REQUIRED ACTION
The number needed is how many lines of the data hold the string "each". Give that number and nothing more.

(Point localization data)
[Start of Attachment]

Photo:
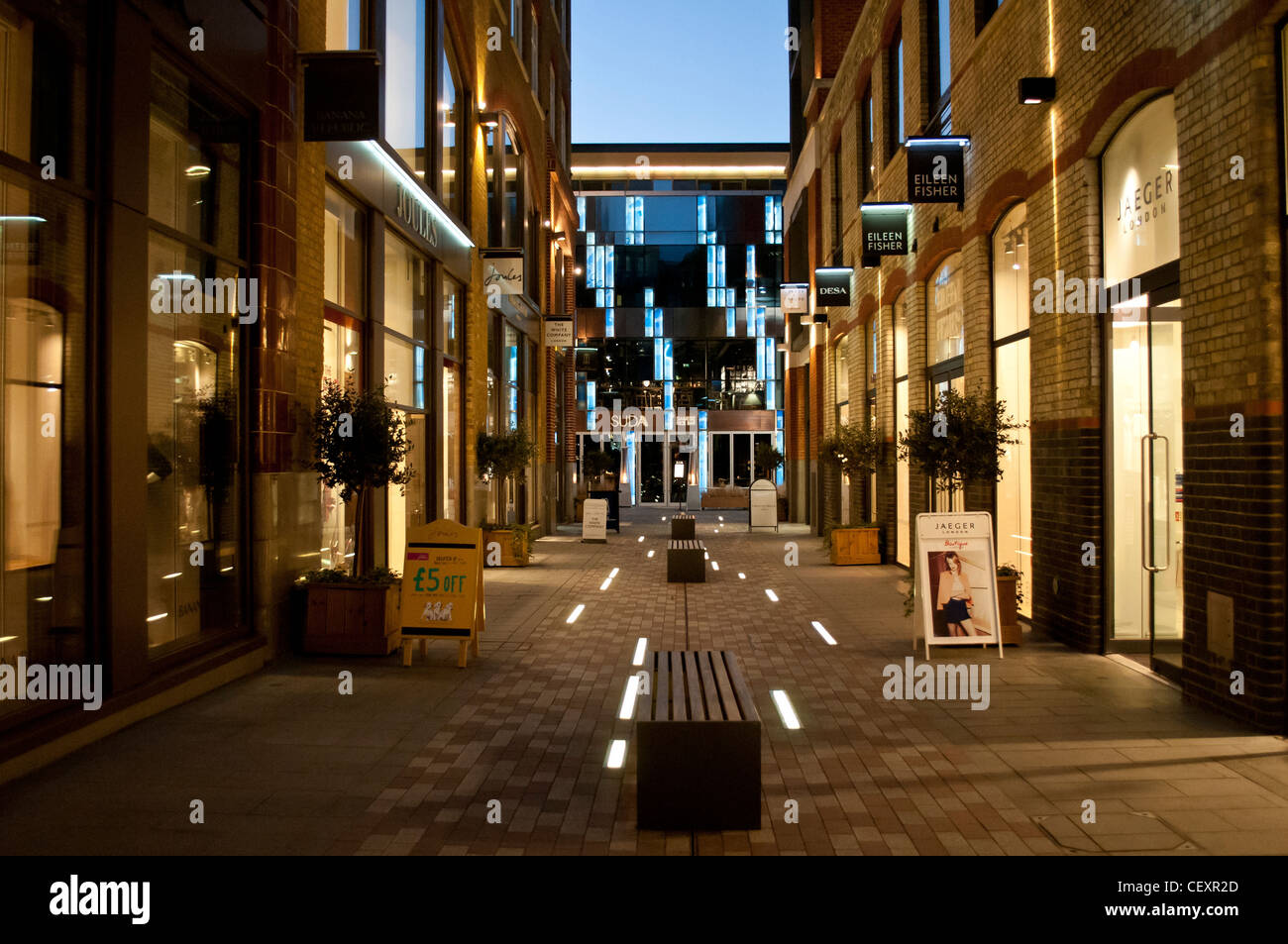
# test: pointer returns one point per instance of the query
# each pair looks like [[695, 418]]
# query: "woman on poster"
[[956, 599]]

[End of Attachment]
[Start of Attachment]

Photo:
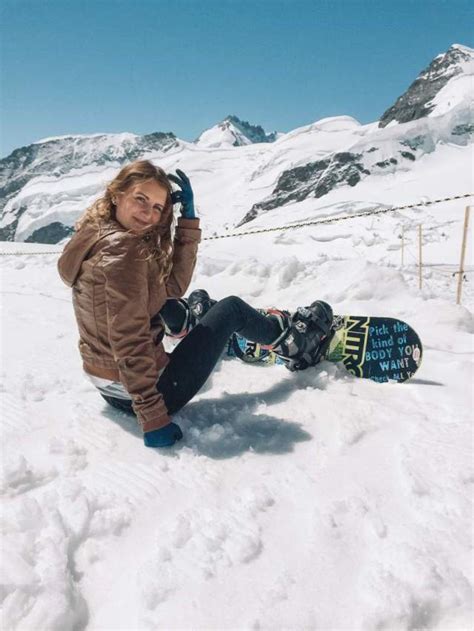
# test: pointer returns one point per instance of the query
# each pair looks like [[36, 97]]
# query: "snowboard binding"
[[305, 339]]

[End of Attachment]

ANSWER AREA
2